>> begin TASK INPUTS
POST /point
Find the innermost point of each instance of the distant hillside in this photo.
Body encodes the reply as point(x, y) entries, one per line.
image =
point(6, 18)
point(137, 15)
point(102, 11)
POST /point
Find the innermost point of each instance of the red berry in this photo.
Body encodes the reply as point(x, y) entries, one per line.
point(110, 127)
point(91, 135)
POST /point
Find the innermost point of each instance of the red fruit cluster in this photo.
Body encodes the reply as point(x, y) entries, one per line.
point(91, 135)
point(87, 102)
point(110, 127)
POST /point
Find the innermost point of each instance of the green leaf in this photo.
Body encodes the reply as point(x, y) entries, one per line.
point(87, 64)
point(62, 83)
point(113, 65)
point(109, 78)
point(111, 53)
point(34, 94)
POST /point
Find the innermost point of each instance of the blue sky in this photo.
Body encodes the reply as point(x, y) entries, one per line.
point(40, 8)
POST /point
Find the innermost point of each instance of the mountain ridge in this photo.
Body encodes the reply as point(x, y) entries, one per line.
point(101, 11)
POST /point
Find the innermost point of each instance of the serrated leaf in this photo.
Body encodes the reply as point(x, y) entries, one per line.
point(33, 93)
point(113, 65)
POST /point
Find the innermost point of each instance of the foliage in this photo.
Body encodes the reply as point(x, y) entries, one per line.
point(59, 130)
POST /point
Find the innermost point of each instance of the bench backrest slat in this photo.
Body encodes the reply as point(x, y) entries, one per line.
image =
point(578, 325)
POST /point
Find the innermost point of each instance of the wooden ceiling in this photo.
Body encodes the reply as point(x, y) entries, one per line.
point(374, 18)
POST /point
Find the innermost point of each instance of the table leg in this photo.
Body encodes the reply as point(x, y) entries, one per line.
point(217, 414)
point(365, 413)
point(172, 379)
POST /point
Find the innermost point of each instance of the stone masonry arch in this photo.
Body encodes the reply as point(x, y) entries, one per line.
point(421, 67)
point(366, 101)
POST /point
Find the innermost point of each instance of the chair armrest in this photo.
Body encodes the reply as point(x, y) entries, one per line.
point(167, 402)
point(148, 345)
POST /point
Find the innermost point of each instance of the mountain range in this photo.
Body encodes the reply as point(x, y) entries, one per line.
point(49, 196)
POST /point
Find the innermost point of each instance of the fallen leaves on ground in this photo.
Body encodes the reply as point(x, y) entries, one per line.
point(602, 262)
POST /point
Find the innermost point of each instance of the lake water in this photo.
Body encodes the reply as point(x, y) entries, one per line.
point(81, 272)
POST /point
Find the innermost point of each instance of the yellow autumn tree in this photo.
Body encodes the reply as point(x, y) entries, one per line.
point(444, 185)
>> end TASK INPUTS
__WORK INSTRUCTIONS__
Copy every row above word for word, with no changes.

__WRITTEN REPLY__
POST /point
Find the innermost point of each instance of the distant hillside in this photo.
Body encodes the reply as point(x, y) entries, one per line.
image =
point(6, 18)
point(137, 15)
point(102, 11)
POST /point
Find the innermost point of each instance of the red berry in this photo.
Body encodes the reply as point(x, y) entries, one per line.
point(110, 127)
point(91, 135)
POST /point
Find the innermost point of each instance of the red fruit cluster in this photo.
Body encodes the reply as point(x, y) entries, one per line.
point(91, 135)
point(87, 102)
point(110, 127)
POST /point
Find the innermost point of each instance of the green leaf in this photo.
Body encodes the reply as point(x, y) entries, one per line.
point(87, 64)
point(62, 83)
point(113, 65)
point(109, 78)
point(111, 53)
point(34, 94)
POST /point
Find the innermost point of each instance of the blue sky in this photo.
Body encodes the reply as point(x, y) entries, one per line.
point(40, 8)
POST /point
Find the innermost point of each instance of the mountain ridge in this photo.
Body encodes the reply as point(x, y) entries, one per line.
point(101, 11)
POST /point
Find the innermost point of each instance of the serrated leaf in this photo.
Body encodes the reply as point(x, y) entries, one per line.
point(33, 93)
point(113, 65)
POST /point
Find the innermost point of each instance of the foliage in this photo.
Body encodes the reply as point(x, y) entries, one per line.
point(59, 130)
POST /point
Find the innermost point of each instance of the bench backrest slat in this photo.
Body encodes the reply as point(x, y) entries, one per line.
image =
point(578, 325)
POST /point
Find the innermost point of each instance of the wooden ceiling in this photo.
Body encodes the reply as point(x, y) entries, one per line.
point(374, 18)
POST /point
Find the innermost point of each instance of the table leg in this photo.
Body encodes the reply as point(x, y) entries, one per line.
point(217, 414)
point(365, 413)
point(172, 379)
POST /point
Find the innermost point of each instance of the stone masonry arch in this photo.
Body encodes the reply as point(x, y) entries, one per line.
point(421, 67)
point(366, 101)
POST /point
Find the innermost point of each instance of the chair armrest in this photo.
Body encodes the reply as point(x, y) entries, one per line.
point(167, 402)
point(148, 345)
POST /point
Find the innermost point of each instance of the mountain range in this photo.
Body encodes the reply as point(x, y) entries, one per line.
point(49, 196)
POST /point
Find the innermost point of each instance of the fallen leaves on ground in this photo.
Body encodes the reply as point(x, y) entries, one per line.
point(602, 262)
POST /point
Find the innermost point of each instance of the lake water in this photo.
Body encodes the reply as point(x, y) entries, one per line.
point(81, 272)
POST /point
Find the innermost point of each instance of the yellow autumn tree in this photo.
Body encodes the reply as point(x, y) entries, one per line.
point(444, 185)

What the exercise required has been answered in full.